• Task prompt
Extract every line below that contains the word "black".

• Material to process
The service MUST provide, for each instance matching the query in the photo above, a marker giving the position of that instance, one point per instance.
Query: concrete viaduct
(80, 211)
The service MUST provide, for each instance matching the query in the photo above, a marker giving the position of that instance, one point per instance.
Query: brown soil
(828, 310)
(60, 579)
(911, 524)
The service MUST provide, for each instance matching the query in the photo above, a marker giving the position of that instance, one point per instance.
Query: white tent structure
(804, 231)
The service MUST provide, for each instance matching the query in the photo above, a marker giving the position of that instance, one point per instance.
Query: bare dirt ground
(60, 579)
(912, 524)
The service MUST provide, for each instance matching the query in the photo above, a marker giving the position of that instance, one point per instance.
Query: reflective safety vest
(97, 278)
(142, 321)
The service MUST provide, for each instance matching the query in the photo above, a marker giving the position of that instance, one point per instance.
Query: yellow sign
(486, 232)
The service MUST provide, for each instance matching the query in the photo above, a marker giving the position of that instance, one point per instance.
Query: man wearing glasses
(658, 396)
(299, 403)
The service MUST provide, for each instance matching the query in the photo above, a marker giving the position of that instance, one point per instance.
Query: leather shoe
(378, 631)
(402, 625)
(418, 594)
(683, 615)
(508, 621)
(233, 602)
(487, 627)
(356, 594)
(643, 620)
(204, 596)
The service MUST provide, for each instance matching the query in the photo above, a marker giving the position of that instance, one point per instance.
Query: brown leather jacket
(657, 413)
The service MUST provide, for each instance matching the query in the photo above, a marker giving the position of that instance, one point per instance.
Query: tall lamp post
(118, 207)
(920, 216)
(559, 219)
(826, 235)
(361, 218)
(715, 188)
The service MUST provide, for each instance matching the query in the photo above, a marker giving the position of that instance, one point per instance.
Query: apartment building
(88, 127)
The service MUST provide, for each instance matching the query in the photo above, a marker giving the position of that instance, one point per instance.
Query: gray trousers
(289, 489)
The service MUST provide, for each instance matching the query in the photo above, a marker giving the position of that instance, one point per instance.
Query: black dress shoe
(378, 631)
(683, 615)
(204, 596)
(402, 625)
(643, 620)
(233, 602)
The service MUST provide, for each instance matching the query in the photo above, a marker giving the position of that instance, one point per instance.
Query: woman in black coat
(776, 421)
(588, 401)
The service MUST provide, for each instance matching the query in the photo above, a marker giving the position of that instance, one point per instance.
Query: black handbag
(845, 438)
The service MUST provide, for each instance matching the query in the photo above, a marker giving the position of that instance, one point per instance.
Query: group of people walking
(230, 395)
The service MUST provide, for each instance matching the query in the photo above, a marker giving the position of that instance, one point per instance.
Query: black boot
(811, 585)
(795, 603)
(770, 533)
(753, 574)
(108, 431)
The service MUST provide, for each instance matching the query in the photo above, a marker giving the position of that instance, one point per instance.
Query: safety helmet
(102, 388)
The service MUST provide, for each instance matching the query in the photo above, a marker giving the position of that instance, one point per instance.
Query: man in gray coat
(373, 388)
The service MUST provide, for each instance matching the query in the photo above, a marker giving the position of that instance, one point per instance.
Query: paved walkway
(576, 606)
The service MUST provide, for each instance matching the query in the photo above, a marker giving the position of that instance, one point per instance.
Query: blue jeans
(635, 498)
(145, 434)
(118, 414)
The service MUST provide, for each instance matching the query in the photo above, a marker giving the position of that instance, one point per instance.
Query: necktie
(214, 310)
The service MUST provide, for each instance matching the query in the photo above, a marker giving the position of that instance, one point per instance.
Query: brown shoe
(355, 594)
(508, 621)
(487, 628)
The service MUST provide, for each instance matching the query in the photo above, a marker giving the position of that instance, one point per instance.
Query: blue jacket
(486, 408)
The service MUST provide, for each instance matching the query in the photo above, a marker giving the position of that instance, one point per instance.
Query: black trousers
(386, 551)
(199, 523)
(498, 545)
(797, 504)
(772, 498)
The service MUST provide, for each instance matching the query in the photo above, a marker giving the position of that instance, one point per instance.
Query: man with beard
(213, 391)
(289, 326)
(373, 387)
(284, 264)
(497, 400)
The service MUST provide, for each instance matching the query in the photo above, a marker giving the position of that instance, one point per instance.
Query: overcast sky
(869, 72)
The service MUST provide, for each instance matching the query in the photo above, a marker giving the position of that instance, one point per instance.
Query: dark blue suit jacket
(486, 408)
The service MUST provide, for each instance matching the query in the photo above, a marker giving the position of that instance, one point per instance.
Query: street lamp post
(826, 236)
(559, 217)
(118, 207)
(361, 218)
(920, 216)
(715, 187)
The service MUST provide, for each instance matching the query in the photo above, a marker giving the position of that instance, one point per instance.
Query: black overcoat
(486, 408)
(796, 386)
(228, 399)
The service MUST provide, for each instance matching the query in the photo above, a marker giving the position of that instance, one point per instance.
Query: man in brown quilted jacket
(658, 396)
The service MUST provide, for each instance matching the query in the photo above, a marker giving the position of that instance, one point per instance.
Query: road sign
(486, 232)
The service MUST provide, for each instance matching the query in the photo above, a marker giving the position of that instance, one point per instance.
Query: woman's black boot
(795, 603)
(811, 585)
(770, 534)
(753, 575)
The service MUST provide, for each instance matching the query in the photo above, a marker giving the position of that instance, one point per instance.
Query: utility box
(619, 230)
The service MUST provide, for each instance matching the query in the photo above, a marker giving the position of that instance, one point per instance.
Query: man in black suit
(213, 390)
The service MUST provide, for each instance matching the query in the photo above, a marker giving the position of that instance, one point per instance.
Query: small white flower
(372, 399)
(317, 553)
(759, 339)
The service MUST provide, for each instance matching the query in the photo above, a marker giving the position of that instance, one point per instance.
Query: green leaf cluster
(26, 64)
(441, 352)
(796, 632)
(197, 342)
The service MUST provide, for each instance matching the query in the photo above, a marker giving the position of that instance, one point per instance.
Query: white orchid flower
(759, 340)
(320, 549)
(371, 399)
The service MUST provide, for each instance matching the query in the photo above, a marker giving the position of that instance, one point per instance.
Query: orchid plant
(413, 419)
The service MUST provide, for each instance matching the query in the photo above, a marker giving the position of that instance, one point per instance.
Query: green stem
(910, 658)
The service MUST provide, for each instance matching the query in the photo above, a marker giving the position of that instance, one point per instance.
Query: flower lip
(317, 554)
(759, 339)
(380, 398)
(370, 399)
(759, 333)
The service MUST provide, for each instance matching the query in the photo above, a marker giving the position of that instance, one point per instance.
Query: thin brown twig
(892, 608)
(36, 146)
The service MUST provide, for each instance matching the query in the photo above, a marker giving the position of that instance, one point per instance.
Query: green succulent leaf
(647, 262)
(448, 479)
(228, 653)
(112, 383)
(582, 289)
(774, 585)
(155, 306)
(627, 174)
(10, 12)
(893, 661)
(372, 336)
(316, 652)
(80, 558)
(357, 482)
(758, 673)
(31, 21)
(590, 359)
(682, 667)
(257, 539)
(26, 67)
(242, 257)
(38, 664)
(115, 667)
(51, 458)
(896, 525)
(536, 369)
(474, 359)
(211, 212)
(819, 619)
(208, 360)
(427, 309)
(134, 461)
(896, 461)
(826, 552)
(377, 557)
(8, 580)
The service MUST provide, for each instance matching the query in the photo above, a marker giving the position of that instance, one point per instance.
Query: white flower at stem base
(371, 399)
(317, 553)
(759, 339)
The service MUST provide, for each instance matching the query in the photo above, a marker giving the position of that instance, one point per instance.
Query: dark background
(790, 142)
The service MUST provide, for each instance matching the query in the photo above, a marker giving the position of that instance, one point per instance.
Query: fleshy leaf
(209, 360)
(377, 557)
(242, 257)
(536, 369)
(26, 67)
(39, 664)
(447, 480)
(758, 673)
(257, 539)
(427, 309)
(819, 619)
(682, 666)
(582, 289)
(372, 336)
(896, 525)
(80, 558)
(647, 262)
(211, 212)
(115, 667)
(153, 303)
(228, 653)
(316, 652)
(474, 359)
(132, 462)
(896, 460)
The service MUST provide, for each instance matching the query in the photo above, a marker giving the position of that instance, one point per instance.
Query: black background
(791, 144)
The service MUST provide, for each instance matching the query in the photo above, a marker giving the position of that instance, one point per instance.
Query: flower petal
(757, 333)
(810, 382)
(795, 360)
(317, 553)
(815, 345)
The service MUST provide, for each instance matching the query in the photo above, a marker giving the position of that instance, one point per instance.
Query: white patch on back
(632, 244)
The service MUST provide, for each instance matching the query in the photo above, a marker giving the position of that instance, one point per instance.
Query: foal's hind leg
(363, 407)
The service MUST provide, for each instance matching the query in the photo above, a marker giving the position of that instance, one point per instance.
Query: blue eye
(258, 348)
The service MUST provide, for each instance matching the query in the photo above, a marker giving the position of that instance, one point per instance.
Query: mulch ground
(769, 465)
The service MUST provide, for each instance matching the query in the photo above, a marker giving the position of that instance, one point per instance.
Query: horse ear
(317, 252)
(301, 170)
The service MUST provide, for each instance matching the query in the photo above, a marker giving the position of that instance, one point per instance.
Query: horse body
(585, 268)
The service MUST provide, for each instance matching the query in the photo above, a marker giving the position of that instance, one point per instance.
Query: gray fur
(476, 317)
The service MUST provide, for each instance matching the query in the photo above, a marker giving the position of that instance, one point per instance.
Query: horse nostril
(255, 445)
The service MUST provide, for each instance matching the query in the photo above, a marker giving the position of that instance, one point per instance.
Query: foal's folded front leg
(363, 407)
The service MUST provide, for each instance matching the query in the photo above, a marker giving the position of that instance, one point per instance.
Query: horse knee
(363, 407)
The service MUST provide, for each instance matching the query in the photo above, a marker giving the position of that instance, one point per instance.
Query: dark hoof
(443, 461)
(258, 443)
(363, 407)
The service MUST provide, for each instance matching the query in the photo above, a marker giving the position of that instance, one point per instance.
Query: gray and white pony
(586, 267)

• Complete answer
Query: black dress shoe
Query: woman in black coat
Query: black handbag
Query: black boot
Query: black trousers
Query: black overcoat
Query: woman's black boot
Query: man in black suit
Query: black background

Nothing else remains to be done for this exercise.